AIM OF THE TASK ▸ Each line of the data below containing "tree" needs to be listed.

AVAILABLE RECORDS ▸
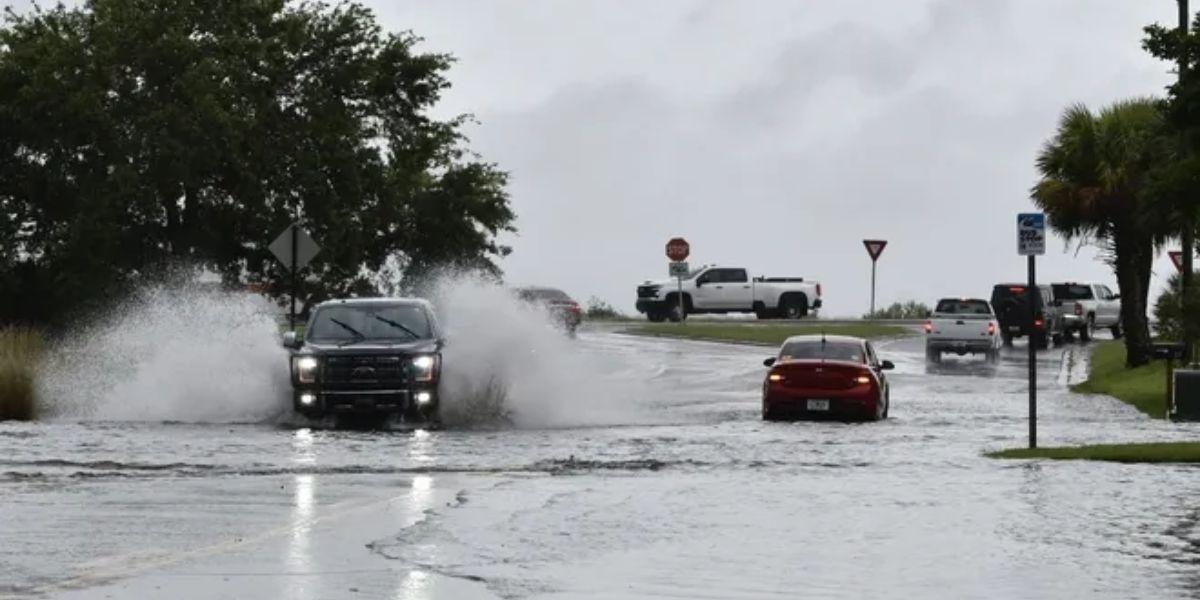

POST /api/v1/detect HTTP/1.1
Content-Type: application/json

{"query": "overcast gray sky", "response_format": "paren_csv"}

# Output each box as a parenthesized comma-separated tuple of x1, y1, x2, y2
(7, 0, 1183, 316)
(376, 0, 1180, 316)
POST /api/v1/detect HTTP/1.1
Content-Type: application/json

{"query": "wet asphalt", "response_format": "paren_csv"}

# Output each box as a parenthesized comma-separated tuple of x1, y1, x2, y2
(4, 327, 1200, 599)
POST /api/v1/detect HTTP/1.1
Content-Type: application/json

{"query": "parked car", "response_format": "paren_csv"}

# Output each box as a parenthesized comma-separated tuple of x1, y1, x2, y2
(1049, 282, 1122, 341)
(635, 265, 822, 322)
(923, 297, 1002, 363)
(760, 335, 893, 422)
(514, 286, 583, 336)
(282, 297, 444, 425)
(990, 283, 1063, 349)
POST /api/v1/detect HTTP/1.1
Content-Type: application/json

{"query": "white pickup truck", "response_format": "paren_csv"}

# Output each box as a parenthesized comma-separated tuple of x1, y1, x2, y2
(924, 297, 1002, 363)
(635, 265, 822, 322)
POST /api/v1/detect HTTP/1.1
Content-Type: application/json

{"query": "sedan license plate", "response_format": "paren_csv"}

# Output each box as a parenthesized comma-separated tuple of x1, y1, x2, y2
(807, 399, 830, 411)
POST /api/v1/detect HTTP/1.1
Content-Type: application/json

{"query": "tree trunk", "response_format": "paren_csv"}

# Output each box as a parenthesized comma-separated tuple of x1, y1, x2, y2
(1113, 228, 1152, 367)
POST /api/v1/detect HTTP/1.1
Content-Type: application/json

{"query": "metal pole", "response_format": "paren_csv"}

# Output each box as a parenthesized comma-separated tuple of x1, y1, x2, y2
(677, 276, 684, 324)
(1181, 0, 1194, 364)
(870, 260, 877, 317)
(1028, 254, 1038, 449)
(290, 224, 298, 330)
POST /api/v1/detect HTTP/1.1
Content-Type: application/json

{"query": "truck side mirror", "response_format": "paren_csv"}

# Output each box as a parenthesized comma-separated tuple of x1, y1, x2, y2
(282, 331, 300, 349)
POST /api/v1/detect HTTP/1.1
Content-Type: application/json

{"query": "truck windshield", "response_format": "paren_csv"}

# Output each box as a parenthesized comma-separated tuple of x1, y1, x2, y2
(934, 299, 991, 315)
(779, 340, 865, 363)
(1051, 284, 1094, 301)
(307, 304, 432, 342)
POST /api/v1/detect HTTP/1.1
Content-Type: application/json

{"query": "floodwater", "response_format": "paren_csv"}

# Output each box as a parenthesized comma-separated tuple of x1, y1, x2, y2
(4, 326, 1200, 600)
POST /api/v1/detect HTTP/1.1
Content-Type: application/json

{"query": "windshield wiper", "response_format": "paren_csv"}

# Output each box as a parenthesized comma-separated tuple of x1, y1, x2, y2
(329, 317, 366, 347)
(373, 315, 420, 339)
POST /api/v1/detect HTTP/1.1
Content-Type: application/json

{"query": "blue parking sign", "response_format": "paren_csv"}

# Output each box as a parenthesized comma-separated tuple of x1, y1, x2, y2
(1017, 212, 1045, 256)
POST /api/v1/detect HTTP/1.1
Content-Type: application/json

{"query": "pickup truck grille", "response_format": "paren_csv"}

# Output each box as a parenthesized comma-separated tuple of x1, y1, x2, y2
(322, 355, 407, 387)
(637, 285, 660, 299)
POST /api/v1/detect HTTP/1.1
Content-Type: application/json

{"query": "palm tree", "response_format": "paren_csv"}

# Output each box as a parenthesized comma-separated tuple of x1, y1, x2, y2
(1031, 98, 1171, 367)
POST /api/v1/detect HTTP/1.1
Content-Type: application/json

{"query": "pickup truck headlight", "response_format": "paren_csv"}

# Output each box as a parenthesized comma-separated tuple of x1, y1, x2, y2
(294, 356, 319, 384)
(411, 354, 439, 382)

RESPONSE AREA ▸
{"query": "tree trunk", "response_format": "paren_csv"}
{"query": "palm tree", "response_format": "paren_csv"}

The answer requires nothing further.